Point annotation entries:
════════

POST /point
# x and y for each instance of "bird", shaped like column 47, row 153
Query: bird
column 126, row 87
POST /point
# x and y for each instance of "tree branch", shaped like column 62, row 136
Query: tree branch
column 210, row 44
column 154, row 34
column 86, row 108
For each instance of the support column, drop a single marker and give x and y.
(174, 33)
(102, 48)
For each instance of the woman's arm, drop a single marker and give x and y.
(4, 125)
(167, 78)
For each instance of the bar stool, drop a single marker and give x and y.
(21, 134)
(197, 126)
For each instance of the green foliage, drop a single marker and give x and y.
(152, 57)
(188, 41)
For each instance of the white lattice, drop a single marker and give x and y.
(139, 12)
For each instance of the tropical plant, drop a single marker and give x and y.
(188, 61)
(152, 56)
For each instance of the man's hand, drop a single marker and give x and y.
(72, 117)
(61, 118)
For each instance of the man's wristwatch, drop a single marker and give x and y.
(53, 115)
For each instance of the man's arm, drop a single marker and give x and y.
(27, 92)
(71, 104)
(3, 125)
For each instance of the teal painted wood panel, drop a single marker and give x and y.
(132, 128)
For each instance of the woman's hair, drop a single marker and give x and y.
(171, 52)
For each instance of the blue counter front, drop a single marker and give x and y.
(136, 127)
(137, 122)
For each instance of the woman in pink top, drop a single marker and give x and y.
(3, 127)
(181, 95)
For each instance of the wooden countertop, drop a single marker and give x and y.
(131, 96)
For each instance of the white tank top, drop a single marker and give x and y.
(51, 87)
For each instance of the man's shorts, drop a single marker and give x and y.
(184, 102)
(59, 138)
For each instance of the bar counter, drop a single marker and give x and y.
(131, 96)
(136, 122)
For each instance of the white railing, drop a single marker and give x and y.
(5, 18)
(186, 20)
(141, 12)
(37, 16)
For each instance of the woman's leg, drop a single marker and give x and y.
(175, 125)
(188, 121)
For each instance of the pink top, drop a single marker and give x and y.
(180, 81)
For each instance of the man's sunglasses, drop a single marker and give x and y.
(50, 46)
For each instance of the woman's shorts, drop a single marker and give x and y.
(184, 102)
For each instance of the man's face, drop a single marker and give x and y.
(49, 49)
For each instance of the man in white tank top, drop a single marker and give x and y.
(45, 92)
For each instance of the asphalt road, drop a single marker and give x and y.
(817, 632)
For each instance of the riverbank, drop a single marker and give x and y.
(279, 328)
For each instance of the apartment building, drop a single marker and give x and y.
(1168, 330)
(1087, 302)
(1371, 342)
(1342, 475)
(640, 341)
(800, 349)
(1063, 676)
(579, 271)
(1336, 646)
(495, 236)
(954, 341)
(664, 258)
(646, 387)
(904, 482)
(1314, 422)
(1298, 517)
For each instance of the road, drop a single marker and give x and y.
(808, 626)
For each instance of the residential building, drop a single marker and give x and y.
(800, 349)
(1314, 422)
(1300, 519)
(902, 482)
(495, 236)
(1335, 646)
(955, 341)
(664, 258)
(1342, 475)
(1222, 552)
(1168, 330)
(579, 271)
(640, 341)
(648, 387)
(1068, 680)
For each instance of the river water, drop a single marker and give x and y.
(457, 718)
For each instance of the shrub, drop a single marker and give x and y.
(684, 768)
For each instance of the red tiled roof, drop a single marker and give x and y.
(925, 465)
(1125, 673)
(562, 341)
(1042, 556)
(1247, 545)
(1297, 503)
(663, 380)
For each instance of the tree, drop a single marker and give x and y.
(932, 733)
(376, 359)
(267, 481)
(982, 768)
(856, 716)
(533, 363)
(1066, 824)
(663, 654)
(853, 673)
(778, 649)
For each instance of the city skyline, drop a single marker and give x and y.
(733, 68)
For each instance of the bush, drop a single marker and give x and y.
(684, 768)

════════

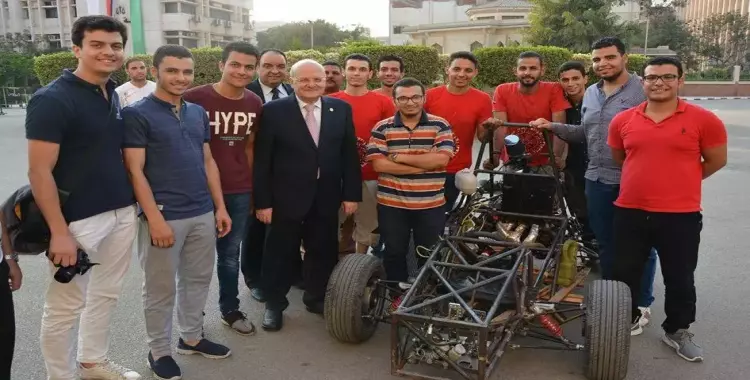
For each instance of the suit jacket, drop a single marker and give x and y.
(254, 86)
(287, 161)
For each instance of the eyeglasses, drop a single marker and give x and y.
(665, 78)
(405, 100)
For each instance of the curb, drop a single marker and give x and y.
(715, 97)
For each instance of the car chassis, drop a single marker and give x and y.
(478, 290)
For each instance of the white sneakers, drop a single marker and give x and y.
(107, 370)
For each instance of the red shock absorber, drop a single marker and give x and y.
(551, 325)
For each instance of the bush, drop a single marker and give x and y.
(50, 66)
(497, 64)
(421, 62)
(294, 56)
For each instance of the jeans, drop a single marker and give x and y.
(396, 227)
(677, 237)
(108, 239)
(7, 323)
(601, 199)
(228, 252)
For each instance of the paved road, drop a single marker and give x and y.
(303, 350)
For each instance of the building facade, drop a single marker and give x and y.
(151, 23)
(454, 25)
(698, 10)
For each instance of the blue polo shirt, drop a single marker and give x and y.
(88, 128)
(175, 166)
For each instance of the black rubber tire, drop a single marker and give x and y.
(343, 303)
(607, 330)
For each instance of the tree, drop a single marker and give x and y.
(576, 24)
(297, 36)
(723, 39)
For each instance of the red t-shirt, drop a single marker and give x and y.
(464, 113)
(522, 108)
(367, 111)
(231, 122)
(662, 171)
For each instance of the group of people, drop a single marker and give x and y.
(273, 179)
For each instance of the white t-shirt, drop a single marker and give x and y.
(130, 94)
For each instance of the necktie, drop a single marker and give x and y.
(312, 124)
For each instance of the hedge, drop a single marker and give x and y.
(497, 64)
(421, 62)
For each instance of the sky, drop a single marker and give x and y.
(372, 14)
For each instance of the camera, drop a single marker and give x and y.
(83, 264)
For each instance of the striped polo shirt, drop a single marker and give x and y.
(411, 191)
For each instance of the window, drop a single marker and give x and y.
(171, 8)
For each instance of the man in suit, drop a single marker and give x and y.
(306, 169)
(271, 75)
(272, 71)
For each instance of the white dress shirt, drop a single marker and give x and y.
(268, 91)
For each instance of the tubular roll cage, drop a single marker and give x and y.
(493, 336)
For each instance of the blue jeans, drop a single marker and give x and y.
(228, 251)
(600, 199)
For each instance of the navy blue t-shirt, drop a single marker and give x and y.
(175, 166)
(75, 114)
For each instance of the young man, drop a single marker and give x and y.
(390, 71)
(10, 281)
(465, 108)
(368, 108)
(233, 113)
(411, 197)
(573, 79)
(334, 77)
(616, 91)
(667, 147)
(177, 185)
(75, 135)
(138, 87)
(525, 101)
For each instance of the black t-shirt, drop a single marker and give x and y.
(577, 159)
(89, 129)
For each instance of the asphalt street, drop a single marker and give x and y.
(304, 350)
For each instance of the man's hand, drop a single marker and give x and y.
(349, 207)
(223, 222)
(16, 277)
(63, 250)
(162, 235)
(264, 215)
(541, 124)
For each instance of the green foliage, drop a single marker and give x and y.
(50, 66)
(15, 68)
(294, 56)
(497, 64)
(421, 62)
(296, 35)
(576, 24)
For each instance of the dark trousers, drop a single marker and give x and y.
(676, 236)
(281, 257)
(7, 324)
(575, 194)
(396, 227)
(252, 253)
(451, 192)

════════

- _Directions for this task_
Please count the lines in the entries above that contain the string "shorts", with case counting, and give only the number.

- _Output for this exercise_
2